Strategies for watching Tar Heel games with non-Carolina significant others.

COLLEGE FOOTBALL: SEP 22 Pitt at North Carolina Photo by Michael Berg/Icon Sportswire via Getty Images

Some relationships grow out of a shared Carolina experience. These could be couples that met in class or on campus. They could be two life-long fans who grew up immersed in the Carolina Way and who can commiserate over years of victories and losses. This article is not about these people.

There are some couples who are part of a “house divided.” These are the subjects of special license plates and game day posters. An unlikely pairing of a Carolina fan and someone who cheers for a lesser school, perhaps from somewhere near Chapel Hill. This article is not about these people either.

This debate is for those who have a deep love for both Carolina Blue and a Tar Heel newbie. Having recently celebrated my 17th wedding anniversary with just such a person, this seems like a timely debate. These are relationships with disparate levels of knowledge regarding Carolina sports. My wife has certainly become a fan over the years (not sure there was a choice), but she would admit that her rooting interest is more about my happiness than a desire for team wins.

The Debate for the week of August 19: How to handle games with significant others that are new to the Carolina fan base.

Data extract –

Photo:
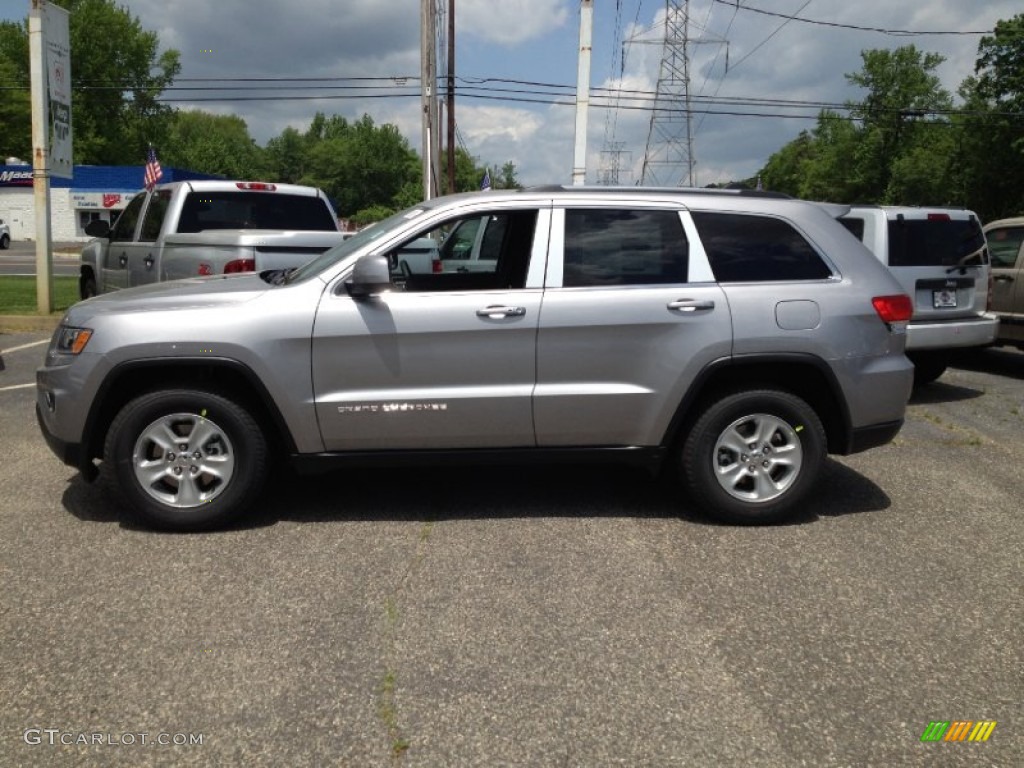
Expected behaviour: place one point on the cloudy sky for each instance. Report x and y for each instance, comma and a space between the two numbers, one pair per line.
516, 69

Given request A –
In the article about watching Tar Heel games with a partner, which wedding anniversary had the writer recently celebrated?
Given request B –
Continue the article about watching Tar Heel games with a partner who is new to Carolina sports, picking up after its last sentence.
The material after the article comes from a different source.

Response A –
The writer had recently celebrated a 17th wedding anniversary.

Response B –
Point: Relationships need space. Game time is a perfect opportunity to be alone.

This is not a one-size fits all solution. There are plenty of non-conference basketball games or less competitive football games where the pressure is largely off for fans at home. These are great times to watch with the less-Carolina-knowledgeable fan in your life. Take the time to explain the nuisances of the offensive sets. Talk about how the recruiting has picked up and what the future looks like. Reflect on past experiences and why they hold such a special place as a fan. This is the chance to provide context to the crazy devotion of rooting for the Heels.

Conference and tournament games, fourth quarters, and prime time affairs, however, are not time for education. This is where focus is required to channel the karma needed for victory. Random questions from a significant other that doesn’t remember the first time Mack Brown coached the Heels or the reign of terror that Tyler Hansbrough brought to Cameron are not welcome at this time.

The best strategy for these moments is to just retreat to the basement, game room, local sports bar, or any other enclave of concentration. Alternatively, perhaps suggesting that the special someone in your life spend time with their friends, head to the spa, or get a round of golf in is a preferable alternative. Everyone wins in these scenarios and the relationship remains strong instead of fracturing from frustration.

Post game is a perfect time to reconcile with a brief recap of the outcome and short analysis of the big picture.

Counterpoint: If you really love someone, you will help them love Carolina.

There is nothing better than sharing in the exhilaration of a huge Carolina victory. The experiences of yelling in unison at the television or screaming from stadium seats are memorable moments in relationships. Sometimes, getting to those points in time takes work, just like everything else in life worth experiencing.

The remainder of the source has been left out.